Task objective:
Show each row below that contains the word "cube", copying the whole row.

** begin Information supplied **

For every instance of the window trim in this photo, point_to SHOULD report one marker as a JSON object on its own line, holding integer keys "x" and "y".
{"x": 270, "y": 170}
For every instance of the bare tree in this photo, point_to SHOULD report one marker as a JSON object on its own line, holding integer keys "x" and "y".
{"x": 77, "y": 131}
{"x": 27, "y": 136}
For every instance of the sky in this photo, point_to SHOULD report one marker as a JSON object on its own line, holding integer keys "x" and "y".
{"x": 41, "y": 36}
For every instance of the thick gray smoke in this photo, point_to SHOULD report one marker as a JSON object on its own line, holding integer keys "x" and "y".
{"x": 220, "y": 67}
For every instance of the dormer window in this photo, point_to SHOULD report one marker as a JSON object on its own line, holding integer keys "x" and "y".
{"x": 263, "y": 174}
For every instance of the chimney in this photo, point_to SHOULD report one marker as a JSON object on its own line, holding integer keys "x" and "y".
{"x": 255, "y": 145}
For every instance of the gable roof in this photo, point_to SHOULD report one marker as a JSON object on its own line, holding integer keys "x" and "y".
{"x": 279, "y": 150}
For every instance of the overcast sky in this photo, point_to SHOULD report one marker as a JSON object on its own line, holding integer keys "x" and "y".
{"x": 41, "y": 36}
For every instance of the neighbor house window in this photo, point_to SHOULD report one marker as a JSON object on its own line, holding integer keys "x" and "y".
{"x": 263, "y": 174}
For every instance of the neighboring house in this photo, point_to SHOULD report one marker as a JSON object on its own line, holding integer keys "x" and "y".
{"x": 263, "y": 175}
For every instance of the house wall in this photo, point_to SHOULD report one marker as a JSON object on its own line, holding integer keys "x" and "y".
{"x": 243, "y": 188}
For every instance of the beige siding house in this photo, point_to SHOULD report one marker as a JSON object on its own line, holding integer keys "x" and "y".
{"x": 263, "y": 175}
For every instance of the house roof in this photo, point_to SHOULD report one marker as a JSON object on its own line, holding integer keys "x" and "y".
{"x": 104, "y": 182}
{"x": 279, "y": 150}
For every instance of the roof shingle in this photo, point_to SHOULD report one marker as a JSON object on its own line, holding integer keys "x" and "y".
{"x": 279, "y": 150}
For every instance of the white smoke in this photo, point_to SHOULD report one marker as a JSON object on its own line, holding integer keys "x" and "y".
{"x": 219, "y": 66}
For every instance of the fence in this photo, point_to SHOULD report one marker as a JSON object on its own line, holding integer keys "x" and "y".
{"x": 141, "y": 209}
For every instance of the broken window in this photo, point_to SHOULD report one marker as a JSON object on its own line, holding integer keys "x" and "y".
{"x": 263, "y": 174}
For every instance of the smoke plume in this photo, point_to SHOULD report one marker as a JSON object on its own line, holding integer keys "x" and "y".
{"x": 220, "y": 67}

** end Information supplied **
** begin Information supplied **

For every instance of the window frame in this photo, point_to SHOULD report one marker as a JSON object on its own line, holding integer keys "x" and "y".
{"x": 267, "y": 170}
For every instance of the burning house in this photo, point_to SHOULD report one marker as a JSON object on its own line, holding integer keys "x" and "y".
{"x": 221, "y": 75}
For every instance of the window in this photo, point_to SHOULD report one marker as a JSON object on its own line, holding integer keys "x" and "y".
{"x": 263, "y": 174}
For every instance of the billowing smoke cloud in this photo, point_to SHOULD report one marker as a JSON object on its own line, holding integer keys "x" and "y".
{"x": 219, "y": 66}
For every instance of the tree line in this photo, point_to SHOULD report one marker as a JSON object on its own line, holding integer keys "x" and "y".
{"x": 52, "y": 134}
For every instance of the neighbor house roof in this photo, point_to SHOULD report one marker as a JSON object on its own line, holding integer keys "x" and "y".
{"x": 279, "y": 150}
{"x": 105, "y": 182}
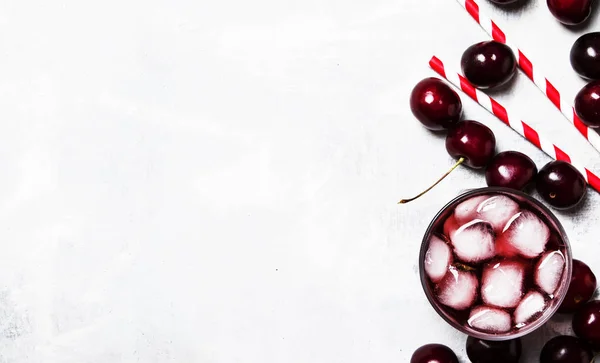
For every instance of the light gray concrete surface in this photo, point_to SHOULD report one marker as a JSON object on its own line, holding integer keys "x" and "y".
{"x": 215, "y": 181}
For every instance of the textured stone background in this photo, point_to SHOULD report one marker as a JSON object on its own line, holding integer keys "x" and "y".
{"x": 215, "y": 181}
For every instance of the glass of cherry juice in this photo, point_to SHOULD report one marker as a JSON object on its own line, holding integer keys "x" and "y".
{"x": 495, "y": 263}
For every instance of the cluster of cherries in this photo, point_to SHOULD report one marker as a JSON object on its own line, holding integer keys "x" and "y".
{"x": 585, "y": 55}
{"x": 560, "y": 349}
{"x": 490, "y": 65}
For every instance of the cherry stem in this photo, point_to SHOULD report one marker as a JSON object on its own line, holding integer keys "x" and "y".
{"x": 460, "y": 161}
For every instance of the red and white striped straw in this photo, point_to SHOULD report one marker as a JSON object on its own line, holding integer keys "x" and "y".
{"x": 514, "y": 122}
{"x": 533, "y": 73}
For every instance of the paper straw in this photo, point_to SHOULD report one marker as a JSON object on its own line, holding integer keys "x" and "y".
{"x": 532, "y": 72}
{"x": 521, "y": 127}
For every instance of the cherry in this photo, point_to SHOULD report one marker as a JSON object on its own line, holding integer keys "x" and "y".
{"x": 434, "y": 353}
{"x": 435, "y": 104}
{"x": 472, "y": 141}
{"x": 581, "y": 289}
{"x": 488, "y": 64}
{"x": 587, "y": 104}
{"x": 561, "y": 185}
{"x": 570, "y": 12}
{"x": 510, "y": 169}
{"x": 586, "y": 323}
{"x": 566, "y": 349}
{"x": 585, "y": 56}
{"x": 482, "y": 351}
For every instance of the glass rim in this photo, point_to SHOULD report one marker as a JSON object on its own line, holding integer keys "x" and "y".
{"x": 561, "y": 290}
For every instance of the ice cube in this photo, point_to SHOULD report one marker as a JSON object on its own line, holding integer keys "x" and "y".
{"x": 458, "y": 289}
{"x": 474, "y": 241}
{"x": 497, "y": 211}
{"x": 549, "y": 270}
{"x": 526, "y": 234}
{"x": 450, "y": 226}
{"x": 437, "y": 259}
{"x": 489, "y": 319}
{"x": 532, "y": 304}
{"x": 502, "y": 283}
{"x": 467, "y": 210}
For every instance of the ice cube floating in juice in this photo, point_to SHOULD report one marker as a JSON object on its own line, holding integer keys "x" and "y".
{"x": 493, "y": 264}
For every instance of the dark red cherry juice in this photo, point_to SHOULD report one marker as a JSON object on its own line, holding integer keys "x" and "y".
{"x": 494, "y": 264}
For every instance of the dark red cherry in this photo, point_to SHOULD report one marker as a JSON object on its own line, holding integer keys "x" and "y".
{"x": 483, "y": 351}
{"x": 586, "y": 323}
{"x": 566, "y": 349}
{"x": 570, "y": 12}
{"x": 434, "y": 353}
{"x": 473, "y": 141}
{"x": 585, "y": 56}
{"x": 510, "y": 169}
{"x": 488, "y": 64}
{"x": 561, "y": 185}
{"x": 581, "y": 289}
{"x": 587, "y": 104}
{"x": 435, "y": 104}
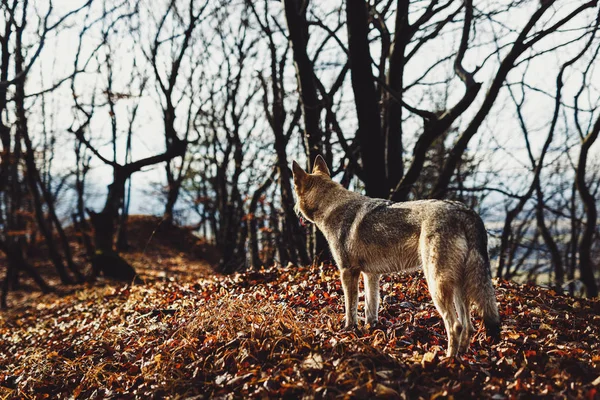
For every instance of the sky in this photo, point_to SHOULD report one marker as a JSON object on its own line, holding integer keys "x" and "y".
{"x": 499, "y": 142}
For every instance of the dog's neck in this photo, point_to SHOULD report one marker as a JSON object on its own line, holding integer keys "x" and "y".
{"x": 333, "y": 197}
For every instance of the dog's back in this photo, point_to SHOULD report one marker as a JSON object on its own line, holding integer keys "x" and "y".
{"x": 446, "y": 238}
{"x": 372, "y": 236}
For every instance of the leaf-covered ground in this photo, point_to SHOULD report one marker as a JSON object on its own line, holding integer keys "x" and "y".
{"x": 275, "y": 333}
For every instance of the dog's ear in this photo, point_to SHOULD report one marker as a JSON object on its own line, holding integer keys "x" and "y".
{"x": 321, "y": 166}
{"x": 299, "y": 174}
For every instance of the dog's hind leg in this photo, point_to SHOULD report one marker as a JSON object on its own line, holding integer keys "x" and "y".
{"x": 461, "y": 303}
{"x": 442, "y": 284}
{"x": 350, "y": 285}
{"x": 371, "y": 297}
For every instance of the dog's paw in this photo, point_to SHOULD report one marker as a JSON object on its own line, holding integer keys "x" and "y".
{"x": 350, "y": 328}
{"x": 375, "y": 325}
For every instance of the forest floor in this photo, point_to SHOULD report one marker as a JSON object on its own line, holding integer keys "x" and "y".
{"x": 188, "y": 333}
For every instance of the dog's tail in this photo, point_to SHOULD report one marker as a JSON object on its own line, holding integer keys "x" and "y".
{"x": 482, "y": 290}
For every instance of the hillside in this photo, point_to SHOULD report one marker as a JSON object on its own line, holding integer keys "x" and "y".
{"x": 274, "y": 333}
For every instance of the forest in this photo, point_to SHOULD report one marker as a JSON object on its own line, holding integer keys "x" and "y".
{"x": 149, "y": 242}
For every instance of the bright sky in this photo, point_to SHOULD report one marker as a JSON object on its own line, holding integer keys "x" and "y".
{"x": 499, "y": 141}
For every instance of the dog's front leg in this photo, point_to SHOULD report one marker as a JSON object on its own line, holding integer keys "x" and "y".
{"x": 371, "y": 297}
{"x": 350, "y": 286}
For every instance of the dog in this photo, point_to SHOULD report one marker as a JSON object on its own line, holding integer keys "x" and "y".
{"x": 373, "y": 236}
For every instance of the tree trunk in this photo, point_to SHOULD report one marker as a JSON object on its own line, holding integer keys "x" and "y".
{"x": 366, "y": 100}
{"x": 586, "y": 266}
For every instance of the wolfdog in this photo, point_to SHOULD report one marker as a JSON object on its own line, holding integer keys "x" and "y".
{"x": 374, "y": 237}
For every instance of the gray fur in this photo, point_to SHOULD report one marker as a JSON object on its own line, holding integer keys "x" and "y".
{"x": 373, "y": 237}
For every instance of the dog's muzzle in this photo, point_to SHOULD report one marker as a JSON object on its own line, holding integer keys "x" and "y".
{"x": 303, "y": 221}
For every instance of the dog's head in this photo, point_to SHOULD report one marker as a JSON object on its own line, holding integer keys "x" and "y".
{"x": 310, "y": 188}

** end Information supplied **

Answer to this task:
For every instance of the ice cube in this photo, point_to SHOULD report one marker as a JSON object on its own line, holding integer keys "x" and "y".
For every instance of the ice cube floating in juice in this photo, point_to SHOULD report one marker as a JSON object on its own line, holding integer keys "x" and "y".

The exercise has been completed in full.